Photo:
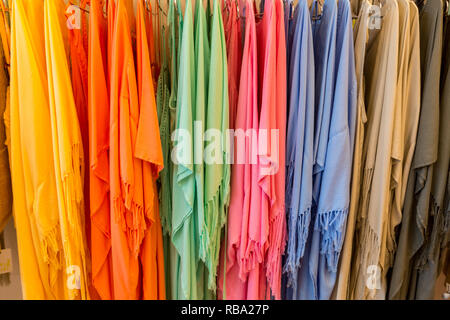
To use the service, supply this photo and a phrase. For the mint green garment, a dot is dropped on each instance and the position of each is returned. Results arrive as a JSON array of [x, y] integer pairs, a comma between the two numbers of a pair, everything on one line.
[[184, 232], [217, 169], [165, 183], [202, 60]]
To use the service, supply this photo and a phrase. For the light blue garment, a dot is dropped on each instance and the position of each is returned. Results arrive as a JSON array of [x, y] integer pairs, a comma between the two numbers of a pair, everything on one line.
[[335, 149], [299, 146]]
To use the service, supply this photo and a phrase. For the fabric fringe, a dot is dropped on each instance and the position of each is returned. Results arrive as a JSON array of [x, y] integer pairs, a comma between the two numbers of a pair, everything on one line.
[[132, 221], [210, 236], [370, 249], [73, 193], [331, 224], [298, 227], [277, 241]]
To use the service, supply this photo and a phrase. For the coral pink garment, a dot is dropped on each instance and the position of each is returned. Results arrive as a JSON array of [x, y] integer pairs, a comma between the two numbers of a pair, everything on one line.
[[273, 117], [257, 222], [244, 181]]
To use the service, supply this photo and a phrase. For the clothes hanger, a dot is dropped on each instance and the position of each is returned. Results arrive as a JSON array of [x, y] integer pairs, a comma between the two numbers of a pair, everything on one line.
[[161, 9], [316, 15]]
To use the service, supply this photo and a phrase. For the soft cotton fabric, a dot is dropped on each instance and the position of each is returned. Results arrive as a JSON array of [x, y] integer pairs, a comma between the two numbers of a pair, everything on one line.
[[341, 289], [5, 175], [381, 78], [235, 280], [98, 115], [299, 149], [410, 256]]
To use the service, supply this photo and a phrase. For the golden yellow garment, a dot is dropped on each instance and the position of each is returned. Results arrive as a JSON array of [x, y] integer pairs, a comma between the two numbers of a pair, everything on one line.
[[32, 170], [67, 146], [46, 155], [5, 176]]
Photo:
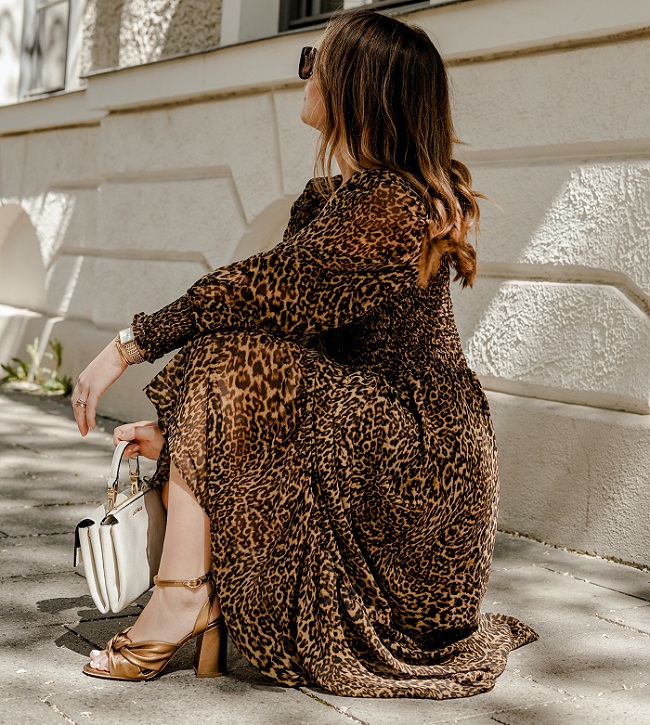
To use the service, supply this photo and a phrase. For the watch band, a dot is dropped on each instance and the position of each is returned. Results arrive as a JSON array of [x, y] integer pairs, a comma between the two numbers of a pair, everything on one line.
[[129, 347], [121, 352]]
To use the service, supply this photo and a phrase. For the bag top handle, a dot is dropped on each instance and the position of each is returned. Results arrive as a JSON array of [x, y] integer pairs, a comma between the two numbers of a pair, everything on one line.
[[114, 478]]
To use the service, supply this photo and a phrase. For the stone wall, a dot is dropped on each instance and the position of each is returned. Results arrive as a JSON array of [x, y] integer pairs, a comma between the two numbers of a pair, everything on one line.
[[122, 33], [116, 199]]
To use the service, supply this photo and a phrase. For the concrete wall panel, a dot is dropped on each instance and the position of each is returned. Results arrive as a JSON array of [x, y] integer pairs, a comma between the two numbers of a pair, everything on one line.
[[71, 287], [237, 134], [580, 343], [593, 94], [192, 215], [126, 287], [12, 158], [575, 475], [56, 157], [297, 141]]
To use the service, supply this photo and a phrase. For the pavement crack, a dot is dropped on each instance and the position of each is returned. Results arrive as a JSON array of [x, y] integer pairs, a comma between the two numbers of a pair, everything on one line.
[[340, 710], [56, 710], [589, 581], [30, 449], [623, 626]]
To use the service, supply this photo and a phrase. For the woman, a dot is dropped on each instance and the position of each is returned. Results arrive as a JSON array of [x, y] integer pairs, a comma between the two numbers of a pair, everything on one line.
[[328, 454]]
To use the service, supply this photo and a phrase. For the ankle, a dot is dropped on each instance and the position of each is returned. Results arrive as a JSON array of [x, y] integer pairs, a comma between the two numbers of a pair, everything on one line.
[[183, 597]]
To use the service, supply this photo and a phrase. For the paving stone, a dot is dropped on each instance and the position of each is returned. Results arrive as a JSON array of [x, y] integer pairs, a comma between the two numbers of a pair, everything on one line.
[[506, 694], [593, 618], [19, 709], [535, 594], [47, 600], [42, 520], [624, 707], [516, 551], [36, 555], [636, 618], [48, 667]]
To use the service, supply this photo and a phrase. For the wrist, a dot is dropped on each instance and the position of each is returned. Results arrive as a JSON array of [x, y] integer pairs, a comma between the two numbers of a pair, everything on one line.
[[124, 360]]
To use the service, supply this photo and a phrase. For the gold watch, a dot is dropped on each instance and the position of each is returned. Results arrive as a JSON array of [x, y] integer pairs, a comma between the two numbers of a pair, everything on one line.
[[127, 341]]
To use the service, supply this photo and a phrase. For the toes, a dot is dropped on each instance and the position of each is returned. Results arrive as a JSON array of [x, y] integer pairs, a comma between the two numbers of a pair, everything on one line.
[[99, 660]]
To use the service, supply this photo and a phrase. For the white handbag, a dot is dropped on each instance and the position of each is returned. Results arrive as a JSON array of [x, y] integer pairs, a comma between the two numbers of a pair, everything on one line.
[[120, 543]]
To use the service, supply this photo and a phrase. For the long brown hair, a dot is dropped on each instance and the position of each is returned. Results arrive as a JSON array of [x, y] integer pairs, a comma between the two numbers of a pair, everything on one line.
[[386, 98]]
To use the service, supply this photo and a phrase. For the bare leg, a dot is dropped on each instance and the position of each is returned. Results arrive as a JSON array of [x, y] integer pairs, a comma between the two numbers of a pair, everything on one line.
[[172, 611]]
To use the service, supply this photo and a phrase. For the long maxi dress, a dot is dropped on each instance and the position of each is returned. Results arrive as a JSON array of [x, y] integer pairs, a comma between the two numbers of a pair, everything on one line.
[[322, 412]]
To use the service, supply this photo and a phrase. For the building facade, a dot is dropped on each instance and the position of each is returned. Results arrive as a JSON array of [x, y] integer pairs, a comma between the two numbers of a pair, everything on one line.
[[162, 139]]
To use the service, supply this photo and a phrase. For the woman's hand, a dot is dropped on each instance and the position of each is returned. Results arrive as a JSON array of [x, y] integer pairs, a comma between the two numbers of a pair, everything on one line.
[[93, 382], [146, 436]]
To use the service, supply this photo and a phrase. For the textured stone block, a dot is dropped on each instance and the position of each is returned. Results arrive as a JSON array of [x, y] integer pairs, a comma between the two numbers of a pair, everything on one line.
[[588, 216], [184, 215], [573, 342], [71, 283]]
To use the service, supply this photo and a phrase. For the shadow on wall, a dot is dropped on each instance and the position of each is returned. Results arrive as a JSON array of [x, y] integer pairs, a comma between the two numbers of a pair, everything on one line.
[[121, 33], [22, 272]]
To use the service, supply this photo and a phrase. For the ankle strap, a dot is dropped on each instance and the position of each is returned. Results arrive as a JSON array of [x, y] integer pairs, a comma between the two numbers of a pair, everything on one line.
[[189, 583]]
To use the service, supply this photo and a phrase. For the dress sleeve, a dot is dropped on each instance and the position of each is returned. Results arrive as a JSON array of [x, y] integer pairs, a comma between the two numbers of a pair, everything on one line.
[[361, 249]]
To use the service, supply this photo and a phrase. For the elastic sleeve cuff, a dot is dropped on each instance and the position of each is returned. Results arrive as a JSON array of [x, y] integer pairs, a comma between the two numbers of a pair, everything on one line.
[[165, 330]]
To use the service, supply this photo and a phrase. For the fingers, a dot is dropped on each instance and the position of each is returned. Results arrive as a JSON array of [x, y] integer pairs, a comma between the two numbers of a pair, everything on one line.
[[91, 411], [143, 430], [79, 406]]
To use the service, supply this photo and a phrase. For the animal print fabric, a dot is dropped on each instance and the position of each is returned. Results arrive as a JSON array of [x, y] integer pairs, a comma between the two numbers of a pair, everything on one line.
[[322, 411]]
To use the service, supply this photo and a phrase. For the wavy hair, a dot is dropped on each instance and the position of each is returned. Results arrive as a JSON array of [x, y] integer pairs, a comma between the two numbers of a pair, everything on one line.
[[386, 98]]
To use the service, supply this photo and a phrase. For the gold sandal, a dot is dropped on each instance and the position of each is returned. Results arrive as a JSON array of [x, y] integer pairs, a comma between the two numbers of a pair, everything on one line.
[[144, 660]]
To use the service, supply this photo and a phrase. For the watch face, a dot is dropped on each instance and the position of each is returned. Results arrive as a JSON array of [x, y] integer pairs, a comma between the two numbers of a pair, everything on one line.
[[126, 336]]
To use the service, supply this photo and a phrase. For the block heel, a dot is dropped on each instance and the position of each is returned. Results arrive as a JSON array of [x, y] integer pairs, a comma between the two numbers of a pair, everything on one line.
[[210, 658]]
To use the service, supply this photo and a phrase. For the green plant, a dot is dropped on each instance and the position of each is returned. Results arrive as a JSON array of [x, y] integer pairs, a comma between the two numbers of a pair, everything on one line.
[[34, 375]]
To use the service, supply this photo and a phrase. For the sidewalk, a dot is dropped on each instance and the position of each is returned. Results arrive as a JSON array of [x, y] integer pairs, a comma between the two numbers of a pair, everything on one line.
[[591, 664]]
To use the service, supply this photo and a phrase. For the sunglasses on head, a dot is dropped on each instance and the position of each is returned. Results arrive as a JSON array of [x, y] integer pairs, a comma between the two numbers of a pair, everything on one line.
[[306, 67]]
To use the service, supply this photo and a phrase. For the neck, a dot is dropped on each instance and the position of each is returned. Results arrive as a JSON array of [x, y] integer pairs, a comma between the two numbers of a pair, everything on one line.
[[346, 169]]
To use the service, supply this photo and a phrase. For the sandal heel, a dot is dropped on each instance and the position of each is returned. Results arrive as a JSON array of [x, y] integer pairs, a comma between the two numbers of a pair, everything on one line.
[[210, 652]]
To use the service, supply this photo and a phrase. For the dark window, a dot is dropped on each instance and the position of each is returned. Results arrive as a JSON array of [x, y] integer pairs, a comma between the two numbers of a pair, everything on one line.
[[296, 14], [45, 46]]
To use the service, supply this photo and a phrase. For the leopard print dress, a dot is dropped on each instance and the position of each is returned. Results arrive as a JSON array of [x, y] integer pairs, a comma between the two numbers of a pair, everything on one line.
[[322, 412]]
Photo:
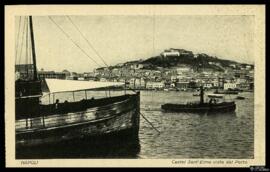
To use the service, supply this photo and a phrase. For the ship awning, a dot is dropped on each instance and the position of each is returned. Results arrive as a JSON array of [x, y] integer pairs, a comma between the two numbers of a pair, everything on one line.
[[215, 95], [58, 85]]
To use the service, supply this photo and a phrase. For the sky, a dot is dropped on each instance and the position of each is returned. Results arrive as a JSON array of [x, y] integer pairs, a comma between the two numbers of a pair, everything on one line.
[[118, 39]]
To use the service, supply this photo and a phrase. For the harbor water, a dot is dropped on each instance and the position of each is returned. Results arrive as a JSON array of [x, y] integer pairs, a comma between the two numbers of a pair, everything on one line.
[[182, 135]]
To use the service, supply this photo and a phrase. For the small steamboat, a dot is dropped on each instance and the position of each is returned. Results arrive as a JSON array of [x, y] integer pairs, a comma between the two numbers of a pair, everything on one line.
[[214, 105]]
^^^^
TASK DESCRIPTION → Copy out the listing from the line with "For the building" to the line with "[[93, 382], [146, 436]]", both included, keeping the requests unchanged and shifting every x and y coordinate in the answers up by 73.

RESPONSE TO THE TASK →
To use the service, supply this photo and a phrase. For the building facade, a dot is dropped on each instance and the position of each is returned. Results arrive as a JSON array of [x, y] integer pairs, a comma between the two numbers of a pair, everything on one line.
[[235, 212]]
To use the service, supply this photo and a phrase. For the woman's hand, a dot is dropped on each instance and the position of each is returned. Results arrive as a JSON array of [x, y] integer pairs, a comma between the two numbers of a pair, everything on one line.
[[166, 455], [219, 509]]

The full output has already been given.